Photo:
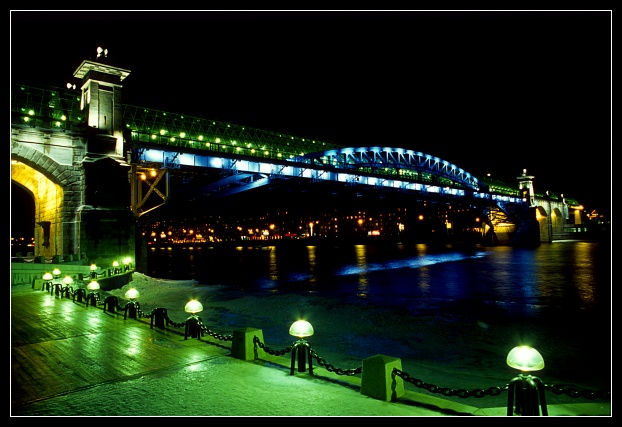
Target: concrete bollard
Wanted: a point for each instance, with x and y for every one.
(377, 380)
(242, 346)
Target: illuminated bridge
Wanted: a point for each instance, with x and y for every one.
(96, 168)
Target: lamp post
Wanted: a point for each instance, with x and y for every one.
(301, 329)
(47, 281)
(127, 265)
(62, 289)
(528, 390)
(193, 323)
(93, 296)
(133, 306)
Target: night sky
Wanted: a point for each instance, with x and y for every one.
(491, 92)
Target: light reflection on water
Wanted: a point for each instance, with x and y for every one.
(567, 275)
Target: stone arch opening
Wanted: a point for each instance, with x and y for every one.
(48, 196)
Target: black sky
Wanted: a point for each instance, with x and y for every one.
(491, 92)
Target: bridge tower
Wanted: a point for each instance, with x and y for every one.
(68, 152)
(525, 184)
(107, 229)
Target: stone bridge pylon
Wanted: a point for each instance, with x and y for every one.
(75, 167)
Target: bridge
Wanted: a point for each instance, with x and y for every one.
(97, 168)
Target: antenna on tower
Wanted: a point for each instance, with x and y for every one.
(101, 51)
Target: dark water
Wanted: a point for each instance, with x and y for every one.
(448, 310)
(557, 277)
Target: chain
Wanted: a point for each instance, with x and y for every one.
(559, 389)
(331, 368)
(572, 391)
(215, 335)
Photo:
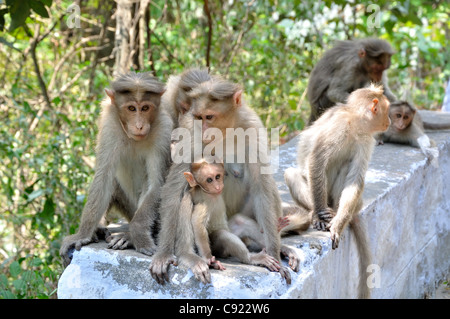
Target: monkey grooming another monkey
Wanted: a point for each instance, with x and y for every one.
(349, 65)
(133, 154)
(407, 127)
(332, 157)
(218, 104)
(209, 219)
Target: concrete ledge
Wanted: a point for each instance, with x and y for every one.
(406, 210)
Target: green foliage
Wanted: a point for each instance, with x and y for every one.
(268, 46)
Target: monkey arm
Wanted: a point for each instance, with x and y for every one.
(99, 199)
(199, 217)
(387, 91)
(318, 161)
(350, 201)
(337, 90)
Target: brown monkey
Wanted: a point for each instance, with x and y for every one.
(133, 153)
(209, 219)
(218, 105)
(333, 156)
(348, 66)
(407, 127)
(176, 100)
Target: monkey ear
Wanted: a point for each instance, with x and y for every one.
(362, 53)
(374, 106)
(237, 98)
(190, 178)
(111, 95)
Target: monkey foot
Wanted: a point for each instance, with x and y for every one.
(160, 265)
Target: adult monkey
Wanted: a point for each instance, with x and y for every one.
(133, 154)
(348, 66)
(176, 100)
(217, 104)
(333, 156)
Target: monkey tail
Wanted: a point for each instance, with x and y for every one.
(364, 257)
(299, 220)
(436, 126)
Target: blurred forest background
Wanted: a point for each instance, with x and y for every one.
(57, 56)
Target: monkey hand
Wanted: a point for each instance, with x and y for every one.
(200, 268)
(283, 222)
(264, 259)
(212, 262)
(294, 260)
(119, 241)
(159, 266)
(284, 272)
(335, 234)
(141, 239)
(324, 218)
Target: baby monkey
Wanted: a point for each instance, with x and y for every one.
(209, 222)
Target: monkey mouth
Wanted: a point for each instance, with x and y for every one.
(139, 137)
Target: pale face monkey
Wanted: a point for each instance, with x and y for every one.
(407, 127)
(209, 221)
(333, 156)
(348, 66)
(218, 104)
(133, 153)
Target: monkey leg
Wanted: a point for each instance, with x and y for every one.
(298, 187)
(226, 244)
(247, 229)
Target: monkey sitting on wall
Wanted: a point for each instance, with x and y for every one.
(333, 156)
(349, 65)
(209, 221)
(407, 127)
(133, 155)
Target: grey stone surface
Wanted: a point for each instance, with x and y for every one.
(406, 210)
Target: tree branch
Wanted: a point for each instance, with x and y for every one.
(208, 46)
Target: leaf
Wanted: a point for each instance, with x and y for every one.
(6, 294)
(15, 269)
(19, 284)
(39, 8)
(19, 12)
(35, 194)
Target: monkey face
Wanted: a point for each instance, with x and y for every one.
(401, 120)
(136, 118)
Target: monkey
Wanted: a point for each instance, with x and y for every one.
(332, 157)
(218, 104)
(175, 100)
(407, 127)
(295, 221)
(348, 66)
(132, 160)
(206, 181)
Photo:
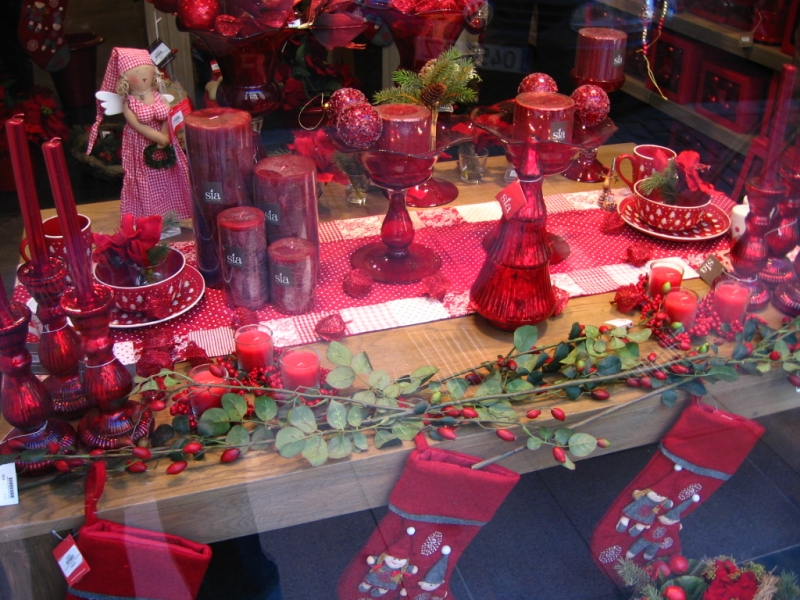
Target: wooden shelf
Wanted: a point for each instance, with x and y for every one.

# What needs to be done
Make an exact copy of the listing above. Do not include the pictures.

# Worked answer
Photo:
Target: concrete bollard
Wanted: a point for each instance, with x and y for every one.
(377, 380)
(242, 346)
Target: illuminated bridge
Wanted: a point for each instance, with x and y for every one.
(96, 168)
Target: lamp post
Wanted: a point for each instance, with x and y for every one.
(301, 329)
(47, 281)
(127, 265)
(62, 289)
(528, 390)
(193, 323)
(93, 296)
(133, 306)
Target: night sky
Wanted: a point for each instance, with x and y for every one.
(491, 92)
Target: light reflection on water
Wanted: a point for each instance, with x and y for every one.
(567, 275)
Target: stone arch opening
Wanted: a point for each instance, with x and y for every one.
(48, 196)
Target: black sky
Wanted: a point for each instance, with x and y for every one.
(491, 92)
Target: bridge tower
Wanted: a point for each instance, with x and y for every one.
(68, 152)
(525, 184)
(107, 229)
Target: stone bridge pylon
Wanted: a point for each instance, with x and y for every one.
(75, 167)
Target: bridge
Wanted: a point for each instance, with x and y for every one.
(97, 168)
Target: antenna on tower
Wanted: a point for each instance, with x and y for every one.
(101, 51)
Target: dark water
Wanted: a point for each instance, with x and y for every one.
(448, 310)
(557, 277)
Target: chain
Wanted: a point for each instance, with x and y for every one.
(559, 389)
(331, 368)
(572, 391)
(215, 335)
Photo:
Target: monkey grooming another monkey
Wanted: a point for each instance, with x and y for every one.
(349, 65)
(133, 154)
(407, 127)
(332, 157)
(218, 104)
(209, 219)
Target: concrete ledge
Wanted: a point for each instance, with x and y for every one.
(406, 210)
Target: green foliage
Wanted: a point for each instance, with x and y for every one.
(268, 46)
Target: monkey arm
Wanted: a point for each instance, with x and y for every one.
(99, 199)
(199, 217)
(387, 91)
(318, 161)
(350, 201)
(337, 90)
Target: brown monkey
Wanted: a point for each instance, with x and y for every one.
(133, 153)
(209, 219)
(218, 105)
(333, 156)
(348, 66)
(407, 127)
(176, 100)
Target: monkey ear
Wanted: a point for each instance, with x and y for every one.
(362, 53)
(374, 106)
(237, 98)
(190, 178)
(111, 95)
Target: monkey foot
Wanted: a point for each instance, with x and y for every one.
(160, 265)
Target: adult monkey
Wanted: a point for each instance, with x and y for every one.
(133, 154)
(348, 66)
(176, 100)
(217, 104)
(333, 156)
Target: monkey tail
Wanted: a point for each instance, with x and y for every one.
(364, 257)
(299, 220)
(436, 126)
Target: blurred forest background
Wanted: a point for each instance, with x and y for every one.
(57, 56)
Target: monkey hand
Wanted: a point for each instance, with x and y for every one.
(200, 268)
(283, 222)
(264, 259)
(212, 262)
(294, 260)
(119, 241)
(159, 266)
(284, 272)
(335, 234)
(141, 239)
(324, 218)
Target: baby monkey
Wanted: a point for each instance, with x and y for every one.
(209, 222)
Target: monkey mouth
Wanted: a point for each instance, with x and y for every one.
(139, 137)
Target: pale face monkey
Wanted: a point for each instance, with x and y for every one.
(407, 127)
(209, 221)
(333, 156)
(348, 66)
(218, 104)
(133, 153)
Target: monkey leg
Wanted: a point for each instance, with x and y for every one.
(298, 187)
(226, 244)
(247, 229)
Target: monkey sitting on wall
Wanted: a point for each instance, with x and y for every one.
(333, 156)
(349, 65)
(209, 221)
(407, 127)
(133, 155)
Target: grey stone surface
Wanted: a point for each instance, with x and y for every one.
(406, 210)
Target: tree branch
Wanted: a point for each instance, with x and y for every one.
(208, 46)
Target: leaf
Wanted: a point for each instance, with x and y for every one.
(6, 294)
(15, 269)
(19, 284)
(39, 8)
(19, 12)
(35, 194)
Target: monkey face
Wanted: a point for each instance, with x and y for every one.
(401, 120)
(136, 118)
Target: monkey
Wanted: a point for each instance, with x and y for every one.
(332, 157)
(218, 104)
(175, 100)
(407, 127)
(295, 221)
(348, 66)
(132, 160)
(206, 181)
Photo:
Target: wooden shelf
Wanted: a point for each instance, with x and y for every one.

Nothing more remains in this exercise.